On observe une grande tolérance, et souvent une grande
méconnaissance, de la part des observateurs étrangers quant à la validité des « élections » en Afrique subsaharienne, particulièrement en Côte d'Ivoire.
C'est pourtant l'étude minutieuse de ces processus qui détermine la nature des régimes et devrait fonder les alliances à établir pour assurer à terme la
démocratie et non son contraire..
La Côte d'Ivoire est un cas bien particulier : on y dénombre environ 23%
d’étrangers, ce qui parfois ne favorise pas une démocratie apaisée. Leur coexistence avec les Ivoiriens, résiliente dans la quotidienneté, découle historiquement de la volonté de Félix Houphouët-Boigny, le « père fondateur », de faire des différentes communautés présentes sur le sol ivoirien une « poussière d’ethnies » parfaitement maillée.
Cependant, en réponse aux « Chartes du Nord », documents propagandistes et apocryphes attribués à certains intellectuels issus du nord
en 1989 et 1991, puis réactualisés en 2002 (et qui ne sont pas sans rappeler la « charte Hutu »), la politique de
« l'ivoirité » du PDCI-RDA, appuyant dès 1994 une vision suprématiste du pouvoir en faveur d’un sud animiste et chrétien, a fragilisé cette harmonie. Après la guerre civile internationalisée
de 2010-2011, suivie d’une politique de réconciliation indécise, l’approche dite du
« rattrapage ethnique » d’Alassane Ouattara, l’actuel président, a
utilisé le même type de ressorts identitaires en faveur cette fois des
populations musulmanes issues du Nord. Celui-ci n’a cependant, jamais de
façon explicite, inscrit ce lexème comme fondement d’une
« idéologie politique ».
Sur le plan économique, la monnaie du pays est le Franc CFA. Là s’arrête la ressemblances avec les ex-colonies francophones. Car le pays, premier exportateur mondial de cacao et de noix de cajou, enregistre une
croissance moyenne du PIB réel de 8,2 % sur la période 2012-2019. En 2022, malgré des tourbillons militaro-politiques tant mondiaux que sous-régionaux, cette croissance s’est maintenue à 6,7 %, avec 5.2% de taux d’inflation.
L’ambiance qui environne la dynamique économie libérale ivoirienne
dégage cependant un venteux parfum de corruption : souventes fois en effet demeurent impunis des
« spécialistes en intermédiation » ou d’indélicats agents étatiques. Et si d’importantes réformes ont vu le jour (réduction des délais de paiement des créances de l’État, création d’une Plateforme
nationale du Système de Détection et de Prévention des Actes de Corruption
et Infractions assimilées, le SPACIA.CI, création d’un Tribunal du
commerce, d’un ministère de la Promotion de la Bonne Gouvernance et de
la Lutte contre
la Corruption…), force est de constater une certaine inefficacité de ces structures.

- ENTRÉES RÉPERTORIÉES:
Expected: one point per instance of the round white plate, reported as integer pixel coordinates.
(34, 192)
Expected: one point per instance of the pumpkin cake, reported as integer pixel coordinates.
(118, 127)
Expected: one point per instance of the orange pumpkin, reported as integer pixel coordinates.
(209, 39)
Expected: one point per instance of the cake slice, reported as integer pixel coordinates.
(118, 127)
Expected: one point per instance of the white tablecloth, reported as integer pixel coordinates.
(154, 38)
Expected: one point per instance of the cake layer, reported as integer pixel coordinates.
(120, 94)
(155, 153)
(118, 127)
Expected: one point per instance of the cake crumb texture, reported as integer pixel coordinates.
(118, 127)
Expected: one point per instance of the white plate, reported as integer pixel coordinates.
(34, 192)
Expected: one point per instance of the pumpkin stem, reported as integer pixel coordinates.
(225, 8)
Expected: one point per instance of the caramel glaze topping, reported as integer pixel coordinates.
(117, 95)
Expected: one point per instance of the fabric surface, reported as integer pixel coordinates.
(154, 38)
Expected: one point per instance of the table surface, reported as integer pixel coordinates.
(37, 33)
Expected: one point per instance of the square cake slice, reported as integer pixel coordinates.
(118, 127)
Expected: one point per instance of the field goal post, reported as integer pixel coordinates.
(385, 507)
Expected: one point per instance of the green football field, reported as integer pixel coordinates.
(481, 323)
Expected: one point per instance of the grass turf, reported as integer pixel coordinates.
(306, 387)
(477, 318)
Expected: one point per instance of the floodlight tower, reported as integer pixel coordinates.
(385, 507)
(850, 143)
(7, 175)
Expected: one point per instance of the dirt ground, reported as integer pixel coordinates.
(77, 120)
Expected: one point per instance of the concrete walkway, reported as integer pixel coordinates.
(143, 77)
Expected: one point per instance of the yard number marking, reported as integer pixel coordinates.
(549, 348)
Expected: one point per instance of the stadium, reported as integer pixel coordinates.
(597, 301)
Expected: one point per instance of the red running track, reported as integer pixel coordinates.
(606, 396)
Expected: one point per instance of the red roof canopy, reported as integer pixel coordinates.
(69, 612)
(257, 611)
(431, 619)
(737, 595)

- TRAVAIL DEMANDÉ:
1. D'après le texte source, à quel taux la croissance s'est-elle maintenue en Côte d'Ivoire en 2022 ?
2. Énumérez toutes les réformes que le texte source cite entre parenthèses.
Seul le texte source doit servir de référence.

- RÉPONSES ATTENDUES:
1. À 6,7 %.

2. La réduction des délais de paiement des créances de l'État ; la création d'une Plateforme nationale du Système de Détection et de Prévention des Actes de Corruption et Infractions assimilées, le SPACIA.CI ; la création d'un Tribunal du commerce ; la création d'un ministère de la Promotion de la Bonne Gouvernance et de la Lutte contre la Corruption.